# REQUIRED TASK
Format the records below as a JSON list of strings, with one string for each line and blank lines left out.

# RECORDS SUPPLIED

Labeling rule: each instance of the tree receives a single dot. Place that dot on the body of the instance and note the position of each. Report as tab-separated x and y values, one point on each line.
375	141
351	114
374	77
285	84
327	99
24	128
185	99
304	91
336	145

# OUTPUT FOR THIS TASK
[
  "Labeling rule: each instance of the tree receives a single dot. Place that dot on the body of the instance and note the position of each. Report as tab-separated x and y values, one point on each line.",
  "375\t141",
  "351\t114",
  "374\t77",
  "285\t84",
  "327\t99",
  "24\t128",
  "185\t99",
  "304\t91",
  "336\t145"
]